- Provided records:
>> BEGIN

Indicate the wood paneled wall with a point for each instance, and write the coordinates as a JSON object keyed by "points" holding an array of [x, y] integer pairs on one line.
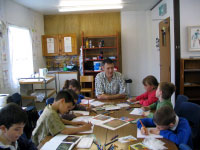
{"points": [[90, 24]]}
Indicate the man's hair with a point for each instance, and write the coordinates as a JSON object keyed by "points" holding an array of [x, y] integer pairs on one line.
{"points": [[74, 95], [72, 82], [167, 89], [150, 80], [107, 61], [12, 114], [66, 95], [164, 116]]}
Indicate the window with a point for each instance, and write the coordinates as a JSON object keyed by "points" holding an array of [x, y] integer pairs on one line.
{"points": [[20, 53]]}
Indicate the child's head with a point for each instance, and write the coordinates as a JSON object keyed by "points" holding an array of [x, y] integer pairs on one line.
{"points": [[12, 121], [74, 95], [72, 84], [65, 101], [165, 90], [150, 83], [164, 118]]}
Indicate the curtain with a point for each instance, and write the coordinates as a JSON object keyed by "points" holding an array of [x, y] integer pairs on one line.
{"points": [[20, 55]]}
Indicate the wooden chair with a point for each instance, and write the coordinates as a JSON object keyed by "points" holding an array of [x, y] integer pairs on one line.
{"points": [[85, 89]]}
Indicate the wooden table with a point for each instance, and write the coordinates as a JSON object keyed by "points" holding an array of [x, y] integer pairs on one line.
{"points": [[104, 135]]}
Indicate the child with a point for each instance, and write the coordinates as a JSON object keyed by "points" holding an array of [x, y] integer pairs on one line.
{"points": [[163, 93], [76, 87], [149, 97], [50, 122], [12, 122], [169, 125]]}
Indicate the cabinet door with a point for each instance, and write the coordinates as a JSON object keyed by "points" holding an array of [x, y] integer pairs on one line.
{"points": [[68, 44], [63, 76], [50, 45]]}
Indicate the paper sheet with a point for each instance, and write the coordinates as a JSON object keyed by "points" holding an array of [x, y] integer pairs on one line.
{"points": [[84, 113], [84, 132], [140, 135], [123, 105], [137, 111], [97, 103], [85, 101], [126, 139], [60, 141]]}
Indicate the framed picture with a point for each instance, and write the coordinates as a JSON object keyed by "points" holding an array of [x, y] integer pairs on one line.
{"points": [[194, 38]]}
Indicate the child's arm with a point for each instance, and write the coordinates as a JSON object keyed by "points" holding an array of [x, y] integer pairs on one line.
{"points": [[181, 136], [150, 100], [85, 127], [142, 96], [73, 123], [148, 122]]}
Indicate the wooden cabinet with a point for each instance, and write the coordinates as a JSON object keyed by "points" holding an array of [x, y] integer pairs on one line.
{"points": [[98, 48], [190, 79], [61, 44]]}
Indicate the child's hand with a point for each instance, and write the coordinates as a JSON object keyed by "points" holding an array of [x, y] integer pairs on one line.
{"points": [[145, 108], [155, 131], [132, 99], [87, 126], [144, 131], [80, 123], [78, 114], [146, 113]]}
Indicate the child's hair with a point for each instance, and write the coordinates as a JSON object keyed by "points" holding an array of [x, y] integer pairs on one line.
{"points": [[167, 89], [72, 82], [107, 61], [12, 114], [150, 80], [66, 95], [164, 116], [74, 95]]}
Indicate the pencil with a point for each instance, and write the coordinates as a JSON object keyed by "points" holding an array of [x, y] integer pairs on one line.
{"points": [[145, 129]]}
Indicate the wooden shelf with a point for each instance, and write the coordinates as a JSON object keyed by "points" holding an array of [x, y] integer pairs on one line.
{"points": [[99, 48], [36, 80], [100, 60]]}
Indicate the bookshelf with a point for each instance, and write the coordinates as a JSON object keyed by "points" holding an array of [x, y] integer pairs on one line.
{"points": [[98, 48]]}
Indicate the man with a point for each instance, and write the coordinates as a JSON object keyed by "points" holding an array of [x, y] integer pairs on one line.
{"points": [[109, 84]]}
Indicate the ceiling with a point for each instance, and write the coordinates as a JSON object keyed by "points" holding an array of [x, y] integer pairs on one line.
{"points": [[51, 6]]}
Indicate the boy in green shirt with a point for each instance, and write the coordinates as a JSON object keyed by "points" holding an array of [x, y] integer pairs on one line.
{"points": [[50, 122], [163, 93]]}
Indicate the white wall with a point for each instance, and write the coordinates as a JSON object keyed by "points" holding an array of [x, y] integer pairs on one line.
{"points": [[189, 16], [140, 57], [156, 19], [137, 57], [15, 14]]}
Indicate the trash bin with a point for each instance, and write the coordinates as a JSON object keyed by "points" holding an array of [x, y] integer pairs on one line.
{"points": [[128, 81]]}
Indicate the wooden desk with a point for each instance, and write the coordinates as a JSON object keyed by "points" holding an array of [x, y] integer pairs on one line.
{"points": [[104, 135]]}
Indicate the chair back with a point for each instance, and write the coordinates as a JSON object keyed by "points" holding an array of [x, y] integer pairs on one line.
{"points": [[191, 112], [180, 99], [83, 81], [49, 100]]}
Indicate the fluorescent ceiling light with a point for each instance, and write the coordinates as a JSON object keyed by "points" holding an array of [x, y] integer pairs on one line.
{"points": [[88, 2], [83, 8]]}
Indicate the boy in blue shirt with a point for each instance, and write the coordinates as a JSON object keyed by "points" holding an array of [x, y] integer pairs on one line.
{"points": [[169, 125]]}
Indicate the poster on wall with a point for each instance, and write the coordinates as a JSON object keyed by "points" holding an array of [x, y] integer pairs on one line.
{"points": [[50, 45], [194, 38], [68, 44]]}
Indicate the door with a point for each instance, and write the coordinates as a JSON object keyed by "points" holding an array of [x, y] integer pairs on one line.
{"points": [[165, 57]]}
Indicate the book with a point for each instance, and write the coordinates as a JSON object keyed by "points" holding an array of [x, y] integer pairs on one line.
{"points": [[138, 146], [126, 119]]}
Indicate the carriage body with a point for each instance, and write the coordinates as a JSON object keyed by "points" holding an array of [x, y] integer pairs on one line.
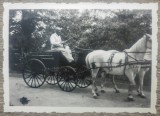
{"points": [[52, 67]]}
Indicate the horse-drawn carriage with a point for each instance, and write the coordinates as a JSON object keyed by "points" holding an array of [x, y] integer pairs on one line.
{"points": [[53, 68]]}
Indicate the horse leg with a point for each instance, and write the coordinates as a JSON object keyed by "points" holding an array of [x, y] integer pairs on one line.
{"points": [[131, 77], [94, 88], [115, 86], [140, 89], [103, 81]]}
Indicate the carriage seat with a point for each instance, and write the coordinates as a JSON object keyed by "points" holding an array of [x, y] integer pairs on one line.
{"points": [[82, 49]]}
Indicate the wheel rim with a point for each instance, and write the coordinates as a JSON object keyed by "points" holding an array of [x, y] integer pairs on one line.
{"points": [[32, 77], [66, 79]]}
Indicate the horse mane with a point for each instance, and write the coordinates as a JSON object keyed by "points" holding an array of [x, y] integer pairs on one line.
{"points": [[137, 47]]}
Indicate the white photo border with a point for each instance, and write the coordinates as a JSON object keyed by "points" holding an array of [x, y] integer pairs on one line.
{"points": [[143, 6]]}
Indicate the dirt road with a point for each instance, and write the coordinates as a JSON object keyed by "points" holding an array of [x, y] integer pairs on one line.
{"points": [[48, 95]]}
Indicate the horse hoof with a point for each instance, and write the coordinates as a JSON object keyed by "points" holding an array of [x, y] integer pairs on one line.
{"points": [[102, 91], [130, 99], [97, 94], [117, 91], [139, 94], [95, 97]]}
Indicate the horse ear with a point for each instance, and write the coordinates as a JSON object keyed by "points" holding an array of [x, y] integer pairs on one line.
{"points": [[148, 36]]}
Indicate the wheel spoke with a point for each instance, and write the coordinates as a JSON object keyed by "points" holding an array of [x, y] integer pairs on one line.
{"points": [[37, 81]]}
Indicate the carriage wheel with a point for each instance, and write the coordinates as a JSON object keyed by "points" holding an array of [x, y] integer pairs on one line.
{"points": [[51, 79], [84, 77], [67, 79], [34, 73]]}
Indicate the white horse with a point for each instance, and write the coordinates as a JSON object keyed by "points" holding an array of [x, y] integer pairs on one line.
{"points": [[119, 64], [144, 69]]}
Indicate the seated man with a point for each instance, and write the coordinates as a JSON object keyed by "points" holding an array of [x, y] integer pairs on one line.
{"points": [[57, 44]]}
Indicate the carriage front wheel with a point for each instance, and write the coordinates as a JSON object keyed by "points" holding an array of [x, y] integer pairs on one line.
{"points": [[67, 78], [34, 73]]}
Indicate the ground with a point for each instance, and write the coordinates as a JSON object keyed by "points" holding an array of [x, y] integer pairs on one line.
{"points": [[52, 95]]}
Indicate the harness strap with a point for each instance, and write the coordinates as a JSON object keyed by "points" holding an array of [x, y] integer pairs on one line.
{"points": [[126, 62], [110, 61]]}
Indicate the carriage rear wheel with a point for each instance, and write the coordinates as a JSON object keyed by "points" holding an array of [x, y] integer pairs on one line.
{"points": [[34, 73], [52, 78], [84, 77], [67, 78]]}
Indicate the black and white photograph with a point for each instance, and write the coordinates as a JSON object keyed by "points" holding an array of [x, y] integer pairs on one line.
{"points": [[80, 57]]}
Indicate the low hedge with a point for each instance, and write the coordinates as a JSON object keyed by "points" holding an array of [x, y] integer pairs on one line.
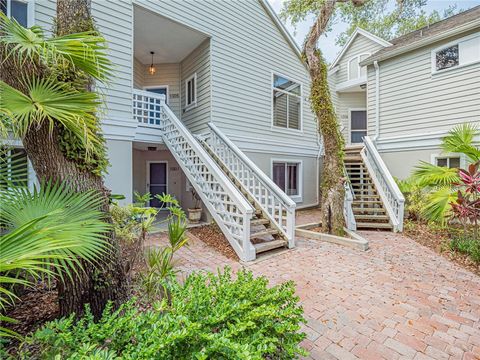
{"points": [[209, 317]]}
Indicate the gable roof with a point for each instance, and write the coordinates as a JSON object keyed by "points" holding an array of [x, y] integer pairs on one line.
{"points": [[268, 8], [453, 25], [359, 31]]}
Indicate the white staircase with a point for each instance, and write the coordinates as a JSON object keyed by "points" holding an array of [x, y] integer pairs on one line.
{"points": [[373, 197], [253, 213]]}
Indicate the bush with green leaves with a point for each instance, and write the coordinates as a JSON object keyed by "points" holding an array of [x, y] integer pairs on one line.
{"points": [[209, 317], [467, 245]]}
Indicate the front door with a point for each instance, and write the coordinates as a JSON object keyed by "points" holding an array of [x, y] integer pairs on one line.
{"points": [[358, 126], [157, 181]]}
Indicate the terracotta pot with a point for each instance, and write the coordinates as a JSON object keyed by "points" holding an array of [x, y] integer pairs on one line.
{"points": [[194, 215]]}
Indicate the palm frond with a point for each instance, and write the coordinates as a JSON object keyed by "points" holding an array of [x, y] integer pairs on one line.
{"points": [[460, 140], [49, 100], [438, 205], [432, 175], [48, 231], [86, 51]]}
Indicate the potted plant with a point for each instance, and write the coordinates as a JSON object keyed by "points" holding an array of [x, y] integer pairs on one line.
{"points": [[195, 213]]}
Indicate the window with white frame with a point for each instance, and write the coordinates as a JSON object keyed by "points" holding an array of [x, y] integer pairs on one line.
{"points": [[355, 71], [20, 10], [191, 91], [287, 103], [286, 175], [14, 167], [448, 161], [461, 52]]}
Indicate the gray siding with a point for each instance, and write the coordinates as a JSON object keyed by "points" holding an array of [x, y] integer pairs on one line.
{"points": [[360, 45], [138, 74], [166, 74], [347, 102], [115, 24], [197, 118], [246, 47], [415, 101]]}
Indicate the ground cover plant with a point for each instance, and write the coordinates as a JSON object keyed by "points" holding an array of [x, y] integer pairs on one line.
{"points": [[210, 316]]}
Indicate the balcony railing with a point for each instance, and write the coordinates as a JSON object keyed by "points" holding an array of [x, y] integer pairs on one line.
{"points": [[146, 107]]}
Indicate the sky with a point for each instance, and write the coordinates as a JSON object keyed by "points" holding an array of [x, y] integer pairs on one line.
{"points": [[327, 43]]}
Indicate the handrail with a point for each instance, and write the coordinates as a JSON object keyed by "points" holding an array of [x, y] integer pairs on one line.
{"points": [[277, 205], [348, 206], [224, 201], [387, 187]]}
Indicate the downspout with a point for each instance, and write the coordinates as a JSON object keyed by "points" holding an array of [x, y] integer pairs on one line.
{"points": [[377, 101]]}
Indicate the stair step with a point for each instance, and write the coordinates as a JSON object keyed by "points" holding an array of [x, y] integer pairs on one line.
{"points": [[269, 245], [261, 221], [372, 217], [382, 210], [366, 202], [263, 233], [374, 225]]}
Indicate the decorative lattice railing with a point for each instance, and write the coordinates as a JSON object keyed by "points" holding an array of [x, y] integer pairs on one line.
{"points": [[277, 205], [226, 204], [387, 188]]}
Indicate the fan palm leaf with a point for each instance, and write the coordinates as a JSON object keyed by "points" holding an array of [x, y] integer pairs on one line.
{"points": [[427, 174], [438, 203], [49, 100], [460, 140], [86, 51]]}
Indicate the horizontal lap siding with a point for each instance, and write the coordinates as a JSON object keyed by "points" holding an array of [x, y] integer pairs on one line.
{"points": [[360, 45], [115, 22], [348, 101], [245, 46], [197, 118], [413, 100], [45, 11], [166, 74]]}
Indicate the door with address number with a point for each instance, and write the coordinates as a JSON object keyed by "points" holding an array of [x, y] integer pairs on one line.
{"points": [[157, 181]]}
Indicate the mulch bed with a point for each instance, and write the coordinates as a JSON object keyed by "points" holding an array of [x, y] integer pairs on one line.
{"points": [[438, 240], [213, 237]]}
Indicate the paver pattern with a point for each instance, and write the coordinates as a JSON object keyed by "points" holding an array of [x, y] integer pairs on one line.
{"points": [[399, 300]]}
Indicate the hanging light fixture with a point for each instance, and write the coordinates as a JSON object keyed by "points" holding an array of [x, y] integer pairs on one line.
{"points": [[151, 69]]}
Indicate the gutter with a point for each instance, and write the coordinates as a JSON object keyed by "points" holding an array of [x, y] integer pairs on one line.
{"points": [[422, 42], [377, 101]]}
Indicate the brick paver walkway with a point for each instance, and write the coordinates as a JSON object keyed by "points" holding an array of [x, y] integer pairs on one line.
{"points": [[398, 300]]}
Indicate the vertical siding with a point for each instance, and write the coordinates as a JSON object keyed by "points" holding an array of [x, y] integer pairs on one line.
{"points": [[413, 100], [360, 45], [115, 22], [197, 118]]}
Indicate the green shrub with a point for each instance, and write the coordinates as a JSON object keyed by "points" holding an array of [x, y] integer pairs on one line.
{"points": [[210, 317], [467, 245]]}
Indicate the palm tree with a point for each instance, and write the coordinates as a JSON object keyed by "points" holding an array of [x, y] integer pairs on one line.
{"points": [[44, 231], [47, 102], [441, 181]]}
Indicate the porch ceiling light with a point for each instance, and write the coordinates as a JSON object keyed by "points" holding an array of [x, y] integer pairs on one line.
{"points": [[151, 69]]}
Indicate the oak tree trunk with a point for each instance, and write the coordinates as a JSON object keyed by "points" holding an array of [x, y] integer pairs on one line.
{"points": [[106, 281], [332, 185]]}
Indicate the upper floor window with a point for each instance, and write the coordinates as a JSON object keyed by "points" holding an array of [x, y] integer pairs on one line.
{"points": [[462, 52], [17, 9], [287, 103], [355, 71], [450, 162], [191, 91]]}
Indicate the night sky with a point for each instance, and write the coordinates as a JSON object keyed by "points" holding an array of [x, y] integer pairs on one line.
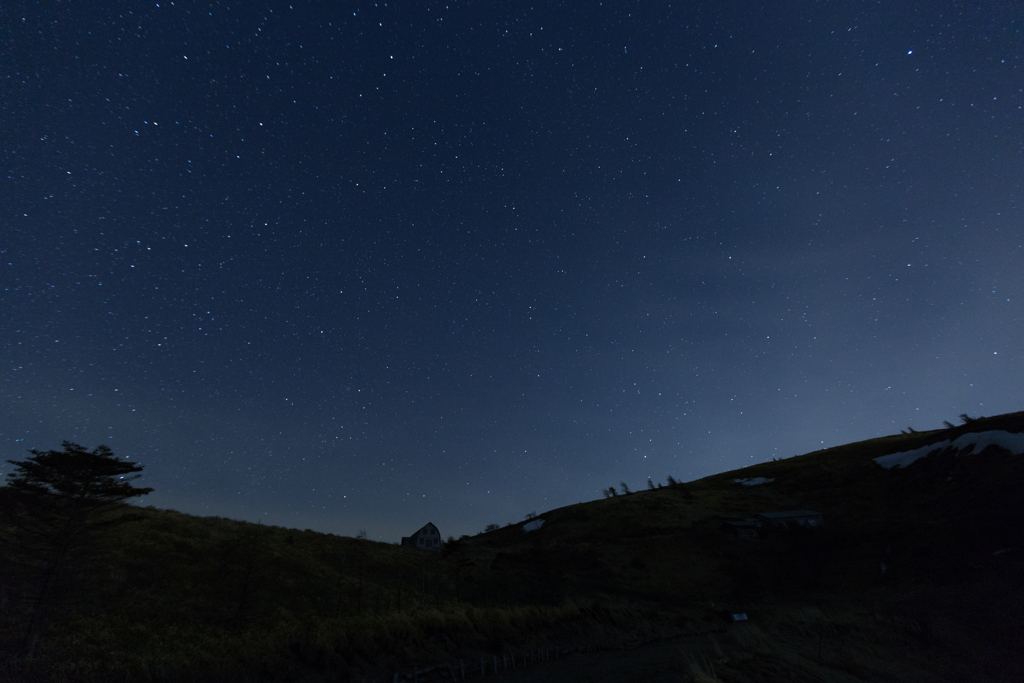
{"points": [[361, 266]]}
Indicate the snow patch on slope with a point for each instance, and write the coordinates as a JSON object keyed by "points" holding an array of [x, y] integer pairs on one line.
{"points": [[753, 481], [972, 442]]}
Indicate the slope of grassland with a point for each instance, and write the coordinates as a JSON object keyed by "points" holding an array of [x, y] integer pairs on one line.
{"points": [[915, 575]]}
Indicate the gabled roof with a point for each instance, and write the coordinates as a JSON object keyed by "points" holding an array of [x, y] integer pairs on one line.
{"points": [[790, 514]]}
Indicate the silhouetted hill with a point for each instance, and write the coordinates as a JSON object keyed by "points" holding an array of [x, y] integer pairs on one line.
{"points": [[914, 575]]}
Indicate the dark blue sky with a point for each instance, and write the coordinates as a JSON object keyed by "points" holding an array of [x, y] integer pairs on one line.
{"points": [[359, 266]]}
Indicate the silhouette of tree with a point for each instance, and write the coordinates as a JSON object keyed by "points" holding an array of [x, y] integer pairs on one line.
{"points": [[54, 505]]}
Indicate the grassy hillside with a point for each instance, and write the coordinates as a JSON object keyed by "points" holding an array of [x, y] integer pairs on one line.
{"points": [[916, 574]]}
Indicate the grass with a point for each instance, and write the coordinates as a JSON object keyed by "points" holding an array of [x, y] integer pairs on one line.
{"points": [[184, 598]]}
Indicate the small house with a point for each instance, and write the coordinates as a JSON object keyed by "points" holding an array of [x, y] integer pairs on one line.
{"points": [[427, 538], [744, 528], [791, 519]]}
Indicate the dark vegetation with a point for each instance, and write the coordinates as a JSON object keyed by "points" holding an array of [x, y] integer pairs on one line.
{"points": [[916, 575]]}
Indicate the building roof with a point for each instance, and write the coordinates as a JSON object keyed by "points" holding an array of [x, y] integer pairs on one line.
{"points": [[790, 514]]}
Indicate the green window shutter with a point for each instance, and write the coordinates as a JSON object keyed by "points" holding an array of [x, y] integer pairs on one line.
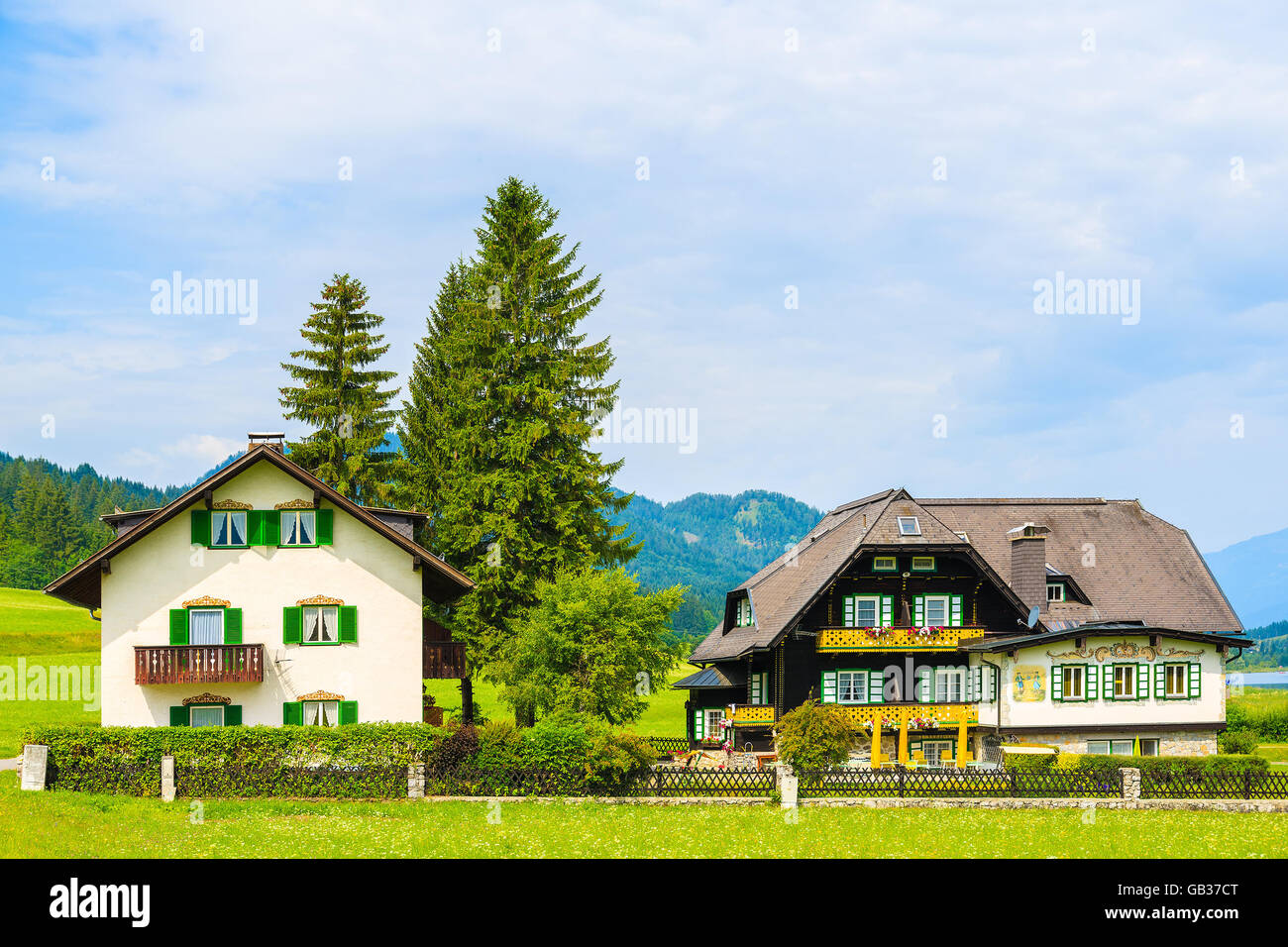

>> END

- Work instructions: Leave out every picture and write out exactly the lines running from the line containing "Indicate the silhouette of" to the end of the listing above.

- Complete output:
Indicate the silhouette of tree with a point for each instance, and write the coordinates as a JSON object keyed by "points" holding an array of [x, y] integer pairs on one line.
{"points": [[54, 505]]}
Indicate the grassy hillside with a point for each instance, and write the coordinates as a JSON object keyed by "points" holding an array of [x, y] integer pairs on one line.
{"points": [[916, 574]]}
Indicate the grass with a point for each instance, and write the coordinates as a JSON object keyed by "points" holding an array of [x, y] integer pairs on one line.
{"points": [[184, 598]]}
Indicate the small house with a point for each instance, and write the coordinates as a JSON object keyed by "points" holding an array of [x, y] integer pairs on one line.
{"points": [[427, 538], [744, 528], [791, 519]]}
Indicate the dark vegetation with a point for each instance, and write the coordinates as a JSON object keyed by "points" holding an array of [x, y] integer pairs on one line.
{"points": [[916, 575]]}
Indicate the building roof with a point for each instance, and write the coordinates as a JSON object keyed by "points" holding an array of [x, y] integer pairs on one line.
{"points": [[790, 514]]}
Indicate the green window shutter with a point for each instance, and write the coordinates as a JSON object keyed by "points" holding an array of [x, y] integer pairs on one line.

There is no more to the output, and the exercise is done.